◆ **What the task requires**: Recast every line of the records below as a Markdown table with the columns "Row" and "Line", numbering the rows and omitting blank lines.

◆ **Given data**:

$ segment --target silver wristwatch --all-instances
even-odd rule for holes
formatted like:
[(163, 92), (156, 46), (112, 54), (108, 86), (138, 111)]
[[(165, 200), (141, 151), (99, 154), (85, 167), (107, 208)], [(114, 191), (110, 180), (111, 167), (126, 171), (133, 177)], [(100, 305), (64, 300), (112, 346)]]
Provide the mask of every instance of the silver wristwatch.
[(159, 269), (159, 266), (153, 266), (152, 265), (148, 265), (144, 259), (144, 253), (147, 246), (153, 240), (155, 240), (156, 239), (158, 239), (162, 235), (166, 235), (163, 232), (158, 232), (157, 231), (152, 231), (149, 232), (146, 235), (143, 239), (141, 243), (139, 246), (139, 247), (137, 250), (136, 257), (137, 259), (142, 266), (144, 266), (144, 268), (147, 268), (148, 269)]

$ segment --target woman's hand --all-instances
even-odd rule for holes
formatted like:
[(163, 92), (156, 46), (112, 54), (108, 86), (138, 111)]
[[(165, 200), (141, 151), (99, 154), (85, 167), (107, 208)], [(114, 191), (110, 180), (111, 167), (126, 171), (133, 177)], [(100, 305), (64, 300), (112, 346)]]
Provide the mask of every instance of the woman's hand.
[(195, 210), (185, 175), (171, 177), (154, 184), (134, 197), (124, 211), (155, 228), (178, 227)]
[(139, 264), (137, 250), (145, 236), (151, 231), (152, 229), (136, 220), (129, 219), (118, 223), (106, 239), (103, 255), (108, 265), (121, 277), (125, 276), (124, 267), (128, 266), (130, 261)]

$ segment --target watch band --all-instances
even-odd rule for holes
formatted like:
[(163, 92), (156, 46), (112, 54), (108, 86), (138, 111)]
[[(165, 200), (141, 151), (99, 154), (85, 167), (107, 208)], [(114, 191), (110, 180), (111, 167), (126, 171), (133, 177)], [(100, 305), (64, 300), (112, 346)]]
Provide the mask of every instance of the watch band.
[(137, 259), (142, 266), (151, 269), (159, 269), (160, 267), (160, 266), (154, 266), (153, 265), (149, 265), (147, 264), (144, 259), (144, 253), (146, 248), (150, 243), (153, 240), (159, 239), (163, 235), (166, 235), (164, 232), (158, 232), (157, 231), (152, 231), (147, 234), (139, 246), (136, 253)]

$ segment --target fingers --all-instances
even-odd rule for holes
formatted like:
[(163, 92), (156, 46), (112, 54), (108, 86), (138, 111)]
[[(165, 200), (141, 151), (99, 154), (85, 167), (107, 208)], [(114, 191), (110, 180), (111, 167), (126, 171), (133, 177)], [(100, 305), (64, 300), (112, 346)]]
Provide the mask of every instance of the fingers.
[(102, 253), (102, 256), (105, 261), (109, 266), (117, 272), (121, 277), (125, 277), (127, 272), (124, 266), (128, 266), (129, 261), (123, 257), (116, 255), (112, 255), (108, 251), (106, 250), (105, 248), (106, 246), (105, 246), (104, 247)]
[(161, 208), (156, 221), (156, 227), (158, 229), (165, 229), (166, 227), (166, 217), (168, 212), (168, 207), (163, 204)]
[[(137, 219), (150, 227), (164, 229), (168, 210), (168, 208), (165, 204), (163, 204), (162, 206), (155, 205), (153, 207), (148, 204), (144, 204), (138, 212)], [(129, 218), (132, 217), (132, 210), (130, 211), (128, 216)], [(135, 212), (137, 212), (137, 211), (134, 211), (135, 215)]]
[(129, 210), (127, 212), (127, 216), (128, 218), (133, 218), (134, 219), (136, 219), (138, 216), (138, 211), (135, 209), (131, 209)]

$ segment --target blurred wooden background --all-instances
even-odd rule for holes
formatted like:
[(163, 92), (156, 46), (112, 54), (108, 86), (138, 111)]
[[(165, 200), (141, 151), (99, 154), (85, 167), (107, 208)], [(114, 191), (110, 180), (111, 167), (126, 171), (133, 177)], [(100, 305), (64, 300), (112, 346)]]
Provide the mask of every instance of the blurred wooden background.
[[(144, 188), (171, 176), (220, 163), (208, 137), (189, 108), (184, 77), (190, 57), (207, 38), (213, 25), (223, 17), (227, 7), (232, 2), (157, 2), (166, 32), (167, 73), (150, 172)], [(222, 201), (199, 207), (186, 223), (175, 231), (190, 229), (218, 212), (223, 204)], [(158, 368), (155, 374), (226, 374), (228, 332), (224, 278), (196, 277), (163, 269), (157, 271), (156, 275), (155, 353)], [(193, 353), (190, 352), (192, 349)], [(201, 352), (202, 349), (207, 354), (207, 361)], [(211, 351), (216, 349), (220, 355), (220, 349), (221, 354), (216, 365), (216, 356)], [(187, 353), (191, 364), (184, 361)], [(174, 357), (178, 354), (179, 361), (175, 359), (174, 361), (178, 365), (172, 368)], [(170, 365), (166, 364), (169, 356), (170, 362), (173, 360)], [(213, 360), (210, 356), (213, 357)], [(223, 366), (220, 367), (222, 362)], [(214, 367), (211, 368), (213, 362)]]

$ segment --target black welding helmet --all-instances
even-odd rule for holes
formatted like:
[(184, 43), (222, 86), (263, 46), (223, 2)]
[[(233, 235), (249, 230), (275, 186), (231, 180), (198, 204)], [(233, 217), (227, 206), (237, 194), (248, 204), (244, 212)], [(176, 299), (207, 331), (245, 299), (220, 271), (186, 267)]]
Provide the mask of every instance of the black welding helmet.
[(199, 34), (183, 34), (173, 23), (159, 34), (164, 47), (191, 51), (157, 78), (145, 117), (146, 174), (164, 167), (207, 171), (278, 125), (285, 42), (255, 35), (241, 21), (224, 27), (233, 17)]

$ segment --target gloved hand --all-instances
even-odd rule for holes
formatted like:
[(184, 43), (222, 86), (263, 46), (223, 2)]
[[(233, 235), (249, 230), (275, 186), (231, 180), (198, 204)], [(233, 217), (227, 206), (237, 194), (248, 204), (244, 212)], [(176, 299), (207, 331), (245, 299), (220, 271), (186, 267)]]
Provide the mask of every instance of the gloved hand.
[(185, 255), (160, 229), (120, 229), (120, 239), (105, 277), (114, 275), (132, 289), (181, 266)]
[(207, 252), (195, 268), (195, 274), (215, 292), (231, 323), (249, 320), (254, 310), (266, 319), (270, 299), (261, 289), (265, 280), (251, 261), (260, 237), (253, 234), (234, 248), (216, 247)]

◆ **Written solution**:
| Row | Line |
|---|---|
| 1 | $ segment --target silver wristwatch --all-instances |
| 2 | even-odd rule for holes |
| 3 | formatted like: |
| 4 | [(163, 92), (156, 46), (112, 54), (108, 86), (138, 111)] |
| 5 | [[(165, 200), (141, 151), (99, 154), (85, 167), (107, 208)], [(114, 191), (110, 180), (111, 167), (126, 171), (133, 177)], [(100, 305), (64, 300), (112, 346)]] |
| 6 | Provide the mask of every instance of the silver wristwatch. |
| 7 | [(159, 269), (159, 266), (153, 266), (152, 265), (148, 265), (144, 259), (144, 253), (147, 246), (153, 240), (155, 240), (156, 239), (158, 239), (162, 235), (166, 235), (163, 232), (158, 232), (157, 231), (152, 231), (149, 232), (146, 235), (143, 239), (141, 243), (139, 246), (139, 247), (137, 250), (136, 257), (137, 259), (142, 266), (144, 266), (144, 268), (147, 268), (148, 269)] |
| 8 | $ segment --target woman's hand --all-instances |
| 9 | even-odd rule for holes |
| 10 | formatted like: |
| 11 | [(163, 92), (156, 46), (112, 54), (108, 86), (138, 111)] |
| 12 | [[(165, 200), (141, 151), (99, 154), (85, 167), (107, 208)], [(114, 191), (110, 180), (111, 167), (126, 171), (133, 177)], [(100, 305), (64, 300), (112, 346)]] |
| 13 | Provide the mask of every instance of the woman's hand. |
| 14 | [(195, 210), (185, 175), (171, 177), (154, 184), (134, 197), (124, 211), (155, 228), (178, 227)] |
| 15 | [(139, 264), (137, 250), (145, 236), (151, 231), (152, 229), (136, 220), (129, 219), (118, 223), (106, 239), (103, 255), (108, 265), (121, 277), (125, 276), (124, 267), (128, 266), (130, 261)] |
| 16 | $ segment --target watch band --all-instances |
| 17 | even-odd rule for holes |
| 18 | formatted like: |
| 19 | [(163, 92), (156, 46), (112, 54), (108, 86), (138, 111)] |
| 20 | [[(165, 200), (141, 151), (99, 154), (85, 167), (107, 208)], [(114, 191), (110, 180), (111, 167), (126, 171), (133, 177)], [(100, 305), (64, 300), (112, 346)]] |
| 21 | Provide the mask of every instance of the watch band. |
| 22 | [(137, 259), (142, 266), (151, 269), (159, 269), (160, 267), (160, 266), (154, 266), (153, 265), (149, 265), (147, 264), (144, 259), (144, 253), (146, 248), (150, 243), (153, 240), (159, 239), (163, 235), (166, 235), (164, 232), (158, 232), (157, 231), (152, 231), (147, 234), (139, 246), (136, 253)] |
| 23 | $ segment --target fingers --all-instances |
| 24 | even-odd rule for holes |
| 25 | formatted like: |
| 26 | [(163, 92), (156, 46), (112, 54), (108, 86), (138, 111)] |
| 27 | [[(165, 200), (141, 151), (99, 154), (85, 167), (107, 208)], [(114, 191), (110, 180), (111, 167), (126, 171), (133, 177)], [(100, 305), (64, 300), (112, 346)]] |
| 28 | Provide the mask of every instance of the fingers. |
| 29 | [(102, 253), (102, 256), (105, 261), (109, 266), (117, 272), (121, 277), (125, 277), (127, 272), (124, 266), (128, 266), (129, 261), (123, 257), (116, 255), (112, 255), (108, 251), (106, 250), (105, 248), (106, 246), (105, 246), (104, 247)] |
| 30 | [(161, 208), (156, 221), (156, 227), (158, 229), (165, 229), (166, 227), (166, 217), (168, 212), (168, 207), (163, 204)] |
| 31 | [[(137, 219), (150, 227), (164, 229), (168, 210), (168, 208), (165, 204), (163, 204), (162, 206), (155, 205), (153, 207), (148, 204), (144, 204), (138, 212)], [(129, 218), (132, 217), (132, 210), (130, 211), (128, 216)], [(135, 212), (137, 212), (137, 211), (134, 211), (135, 215)]] |
| 32 | [(129, 210), (127, 212), (127, 216), (128, 218), (133, 218), (134, 219), (136, 219), (138, 216), (138, 211), (135, 209), (131, 209)] |
| 33 | $ segment --target blurred wooden background --all-instances |
| 34 | even-odd rule for holes |
| 35 | formatted like: |
| 36 | [(163, 92), (156, 46), (112, 54), (108, 86), (138, 111)] |
| 37 | [[(165, 200), (141, 151), (99, 154), (85, 167), (107, 208)], [(114, 191), (110, 180), (111, 167), (126, 171), (133, 177)], [(100, 305), (64, 300), (112, 346)]] |
| 38 | Provide the mask of every instance of the blurred wooden background. |
| 39 | [[(144, 188), (171, 176), (220, 163), (208, 137), (189, 108), (184, 77), (190, 57), (207, 38), (213, 25), (223, 17), (227, 7), (232, 2), (157, 2), (166, 32), (167, 73), (150, 172)], [(222, 201), (199, 207), (186, 223), (175, 231), (190, 229), (218, 212), (223, 204)], [(158, 368), (155, 374), (226, 374), (228, 332), (224, 278), (196, 277), (163, 269), (157, 271), (156, 275), (155, 353)], [(193, 353), (190, 352), (192, 349)], [(201, 352), (202, 349), (207, 354), (207, 361)], [(211, 351), (216, 349), (220, 355), (220, 349), (221, 354), (216, 365), (216, 356)], [(187, 353), (191, 364), (184, 361)], [(174, 357), (178, 354), (179, 361), (175, 359), (174, 361), (178, 365), (172, 368)], [(170, 365), (166, 364), (169, 356), (170, 362), (173, 360)], [(213, 360), (210, 356), (213, 357)], [(223, 366), (220, 367), (222, 362)], [(214, 367), (211, 368), (213, 362)]] |
| 40 | $ segment --target black welding helmet --all-instances |
| 41 | even-odd rule for holes |
| 42 | formatted like: |
| 43 | [(184, 43), (222, 86), (263, 46), (223, 2)] |
| 44 | [[(233, 235), (249, 230), (275, 186), (231, 180), (198, 204)], [(233, 217), (227, 206), (237, 194), (248, 204), (244, 212)], [(176, 299), (207, 331), (245, 299), (220, 271), (186, 267)]] |
| 45 | Provide the mask of every instance of the black welding helmet. |
| 46 | [(199, 34), (183, 34), (173, 23), (159, 34), (164, 47), (191, 51), (157, 78), (145, 117), (146, 174), (164, 167), (207, 171), (278, 125), (285, 42), (255, 35), (241, 21), (224, 27), (233, 17)] |
| 47 | $ segment --target gloved hand --all-instances |
| 48 | even-odd rule for holes |
| 49 | formatted like: |
| 50 | [(184, 43), (222, 86), (263, 46), (223, 2)] |
| 51 | [[(233, 235), (249, 230), (275, 186), (231, 180), (198, 204)], [(233, 217), (227, 206), (237, 194), (248, 204), (244, 212)], [(176, 299), (207, 331), (245, 299), (220, 271), (186, 267)]] |
| 52 | Provide the mask of every instance of the gloved hand. |
| 53 | [(185, 255), (160, 229), (120, 229), (120, 239), (105, 277), (114, 275), (132, 289), (181, 266)] |
| 54 | [(207, 252), (195, 268), (195, 274), (215, 292), (231, 323), (249, 320), (254, 310), (266, 319), (270, 299), (261, 289), (265, 280), (251, 261), (260, 237), (253, 234), (234, 248), (216, 247)] |